_WHAT IS NEEDED_: What is needed is an exact copy of every entry below.

(Extracted records)
=== Section Start ===

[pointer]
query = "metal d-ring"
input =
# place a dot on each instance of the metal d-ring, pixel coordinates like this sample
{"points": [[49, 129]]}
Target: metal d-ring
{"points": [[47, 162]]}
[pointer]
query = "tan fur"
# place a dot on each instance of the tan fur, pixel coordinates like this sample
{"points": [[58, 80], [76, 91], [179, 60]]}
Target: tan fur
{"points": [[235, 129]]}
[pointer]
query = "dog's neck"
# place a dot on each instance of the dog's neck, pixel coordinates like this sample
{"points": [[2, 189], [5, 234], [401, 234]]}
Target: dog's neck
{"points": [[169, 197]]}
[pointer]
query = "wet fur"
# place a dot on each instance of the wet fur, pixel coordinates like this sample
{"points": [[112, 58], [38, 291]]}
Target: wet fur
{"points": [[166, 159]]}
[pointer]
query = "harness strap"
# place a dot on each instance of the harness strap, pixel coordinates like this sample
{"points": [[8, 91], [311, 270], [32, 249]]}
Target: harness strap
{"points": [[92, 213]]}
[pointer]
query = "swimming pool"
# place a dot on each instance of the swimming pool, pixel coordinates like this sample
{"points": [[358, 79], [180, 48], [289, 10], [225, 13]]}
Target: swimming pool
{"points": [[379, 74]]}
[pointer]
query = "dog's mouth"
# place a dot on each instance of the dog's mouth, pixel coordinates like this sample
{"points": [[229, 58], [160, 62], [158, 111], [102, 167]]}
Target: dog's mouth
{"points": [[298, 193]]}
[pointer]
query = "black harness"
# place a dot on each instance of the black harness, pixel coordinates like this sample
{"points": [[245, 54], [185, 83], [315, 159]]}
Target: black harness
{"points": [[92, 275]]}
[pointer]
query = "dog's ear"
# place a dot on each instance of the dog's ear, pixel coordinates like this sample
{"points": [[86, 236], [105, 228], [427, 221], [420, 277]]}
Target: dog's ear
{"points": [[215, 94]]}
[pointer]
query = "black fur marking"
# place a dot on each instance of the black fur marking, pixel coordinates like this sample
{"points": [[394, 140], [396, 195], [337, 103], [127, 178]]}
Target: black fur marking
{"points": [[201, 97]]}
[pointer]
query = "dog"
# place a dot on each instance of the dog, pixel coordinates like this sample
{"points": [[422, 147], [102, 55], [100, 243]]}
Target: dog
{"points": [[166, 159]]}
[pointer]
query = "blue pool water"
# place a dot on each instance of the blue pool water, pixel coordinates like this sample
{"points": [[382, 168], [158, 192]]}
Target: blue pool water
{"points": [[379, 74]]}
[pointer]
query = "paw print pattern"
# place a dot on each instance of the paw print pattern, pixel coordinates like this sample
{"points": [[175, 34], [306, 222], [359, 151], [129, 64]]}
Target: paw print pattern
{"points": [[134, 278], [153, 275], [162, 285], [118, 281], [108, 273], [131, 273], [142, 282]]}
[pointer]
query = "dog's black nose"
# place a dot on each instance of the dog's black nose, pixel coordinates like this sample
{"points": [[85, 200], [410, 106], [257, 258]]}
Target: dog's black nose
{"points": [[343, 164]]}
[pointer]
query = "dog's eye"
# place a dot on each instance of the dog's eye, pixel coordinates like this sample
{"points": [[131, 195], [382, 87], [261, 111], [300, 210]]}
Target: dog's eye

=== Section End ===

_RESULT_:
[pointer]
query = "metal d-ring"
input =
# place a dot on each instance of the metal d-ring, pixel coordinates like this sample
{"points": [[49, 129]]}
Target: metal d-ring
{"points": [[47, 162]]}
[pointer]
query = "tan fur"
# place a dot on each instance of the tan fur, pixel coordinates like this sample
{"points": [[58, 80], [76, 91], [179, 60]]}
Target: tan fur
{"points": [[235, 129]]}
[pointer]
query = "dog's neck"
# place a dot on each instance of the dog's neck, pixel coordinates like this sample
{"points": [[2, 189], [5, 234], [401, 234]]}
Target: dog's neck
{"points": [[169, 197]]}
[pointer]
query = "wet fur"
# place a dot on each instance of the wet fur, pixel coordinates like this sample
{"points": [[112, 58], [38, 291]]}
Target: wet fur
{"points": [[166, 159]]}
[pointer]
query = "harness strap"
# place a dot on each instance of the harness strap, pixel coordinates like this sample
{"points": [[8, 91], [311, 270], [32, 249]]}
Target: harness strap
{"points": [[92, 213]]}
[pointer]
query = "swimming pool"
# place a dot on each instance of the swimming pool, pixel coordinates like this sample
{"points": [[358, 79], [180, 48], [289, 10], [225, 13]]}
Target: swimming pool
{"points": [[379, 74]]}
[pointer]
query = "dog's mouth"
# place a dot on each instance of the dog's mouth, pixel coordinates like this sample
{"points": [[229, 58], [160, 62], [158, 111], [102, 167]]}
Target: dog's mouth
{"points": [[298, 193]]}
[pointer]
query = "black harness"
# place a dot on each instance of the black harness, pixel coordinates like this sample
{"points": [[245, 54], [185, 83], [315, 159]]}
Target: black harness
{"points": [[92, 275]]}
[pointer]
query = "dog's ear"
# place a dot on each instance of the dog's ear, pixel coordinates like this sample
{"points": [[86, 236], [105, 228], [427, 221], [420, 277]]}
Target: dog's ear
{"points": [[215, 94]]}
[pointer]
query = "black fur marking"
# place a dot on each instance of the black fur marking, pixel coordinates like this sample
{"points": [[394, 140], [396, 195], [337, 103], [127, 178]]}
Target: black fur marking
{"points": [[201, 97]]}
[pointer]
query = "dog"
# place a dot on each instance of the dog, pixel coordinates like this sample
{"points": [[422, 147], [102, 55], [100, 243]]}
Target: dog
{"points": [[166, 159]]}
[pointer]
query = "blue pool water"
# place a dot on each instance of the blue pool water, pixel coordinates like this sample
{"points": [[382, 168], [158, 192]]}
Target: blue pool water
{"points": [[379, 74]]}
[pointer]
query = "paw print pattern"
# place a dot on each instance of the paw print pattern, pixel coordinates like this sample
{"points": [[175, 34], [306, 222], [359, 151], [129, 64]]}
Target: paw print pattern
{"points": [[134, 278], [153, 275], [162, 285], [118, 281], [108, 273], [131, 273], [142, 282]]}
[pointer]
query = "dog's black nose"
# place a dot on each instance of the dog's black nose, pixel coordinates like this sample
{"points": [[85, 200], [410, 106], [257, 258]]}
Target: dog's black nose
{"points": [[343, 164]]}
[pointer]
query = "dog's eye"
# place a dot on each instance of the dog's eye, pixel coordinates like this sample
{"points": [[131, 195], [382, 87], [261, 111], [300, 210]]}
Target: dog's eye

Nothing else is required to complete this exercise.